*Quoted passage*:
▼▼▼

2400 Miles On Just Ten Ounces Of Uranium
by Volker Weber
Photo Carl Madson
Comments
E=mc^2, right?
Assuming only 1% efficiency in converting those 10oz (0.28kg) of Uranium into energy, then this vehicle consumed 252 terrajoules over those 2400 miles.
That is 105 gigajoules every mile.
Assuming an average speed of 60mph (1 mile in 60 seconds), this is 1.75 gigajoules/second == 1.75 gigawatts, slightly more than the 1.21 gigawatts required to move a Delorean back and forth in time if memory serves...
Someone else can do the conversion to PS. I'm tired. But it does seem slighly more powerful than the average Beamer...
wow, what an amazing car
Chris, that should be around 2379337PS.
Might be "only" around 1/100th of the thrust of a spaceshuttle at its launch.
That's not a car - that's a speedboat: two oversized torpedos with an engine in the middle...
Can't even find a parking place for a Smart in town ...
Where's Anakin?

▲▲▲

*What you need to do*:
1. Translate this sentence from the uranium car page into Spanish: "That is 105 gigajoules every mile."
2. Answer these questions from the uranium car page:
(a) How many miles does the title give?
(b) What average speed does one comment assume?
(c) About how many PS does the comment addressed to Chris give?
3. Reproduce everything on the uranium car page from "Assuming only 1%" down to "the average Beamer...".
The items that follow are separate material and are unrelated to the uranium car page.

*Entries supplied*:
▼▼▼

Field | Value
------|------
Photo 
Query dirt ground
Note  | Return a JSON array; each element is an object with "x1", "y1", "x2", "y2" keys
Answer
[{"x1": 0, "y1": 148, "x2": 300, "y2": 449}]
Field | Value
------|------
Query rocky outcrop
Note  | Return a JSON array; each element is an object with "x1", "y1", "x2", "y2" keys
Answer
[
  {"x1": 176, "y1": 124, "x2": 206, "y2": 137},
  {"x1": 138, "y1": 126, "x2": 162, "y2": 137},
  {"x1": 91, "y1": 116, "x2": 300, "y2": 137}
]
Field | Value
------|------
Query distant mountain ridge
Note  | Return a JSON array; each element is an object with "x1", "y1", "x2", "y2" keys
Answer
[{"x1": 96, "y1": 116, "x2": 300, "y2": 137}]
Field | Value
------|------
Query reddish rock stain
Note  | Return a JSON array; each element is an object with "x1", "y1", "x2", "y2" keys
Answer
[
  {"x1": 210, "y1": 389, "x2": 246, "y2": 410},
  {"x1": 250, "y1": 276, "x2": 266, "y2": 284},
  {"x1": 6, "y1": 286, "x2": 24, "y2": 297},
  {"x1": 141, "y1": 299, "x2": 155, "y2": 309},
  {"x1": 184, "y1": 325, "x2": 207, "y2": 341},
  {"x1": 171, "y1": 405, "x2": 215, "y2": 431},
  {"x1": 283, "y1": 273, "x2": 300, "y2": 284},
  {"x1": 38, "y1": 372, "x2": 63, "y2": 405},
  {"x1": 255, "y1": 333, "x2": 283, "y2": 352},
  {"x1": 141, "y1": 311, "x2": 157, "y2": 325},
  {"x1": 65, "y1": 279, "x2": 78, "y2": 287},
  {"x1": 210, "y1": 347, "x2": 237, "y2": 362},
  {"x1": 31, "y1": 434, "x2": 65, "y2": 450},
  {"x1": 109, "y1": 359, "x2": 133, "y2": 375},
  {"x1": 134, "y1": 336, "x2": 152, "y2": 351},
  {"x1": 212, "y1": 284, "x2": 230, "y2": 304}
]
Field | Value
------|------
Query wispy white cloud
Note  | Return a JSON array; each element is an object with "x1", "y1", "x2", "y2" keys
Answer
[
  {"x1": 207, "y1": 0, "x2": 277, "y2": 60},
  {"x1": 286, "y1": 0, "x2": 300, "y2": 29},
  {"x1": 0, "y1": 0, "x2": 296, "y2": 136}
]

▲▲▲

*Task-by-task outputs*:
1. Eso son 105 gigajulios por cada milla.

2.
(a) 2400 miles
(b) 60 mph (1 mile in 60 seconds)
(c) Around 2379337PS

3.
Assuming only 1% efficiency in converting those 10oz (0.28kg) of Uranium into energy, then this vehicle consumed 252 terrajoules over those 2400 miles.
That is 105 gigajoules every mile.
Assuming an average speed of 60mph (1 mile in 60 seconds), this is 1.75 gigajoules/second == 1.75 gigawatts, slightly more than the 1.21 gigawatts required to move a Delorean back and forth in time if memory serves...
Someone else can do the conversion to PS. I'm tired. But it does seem slighly more powerful than the average Beamer...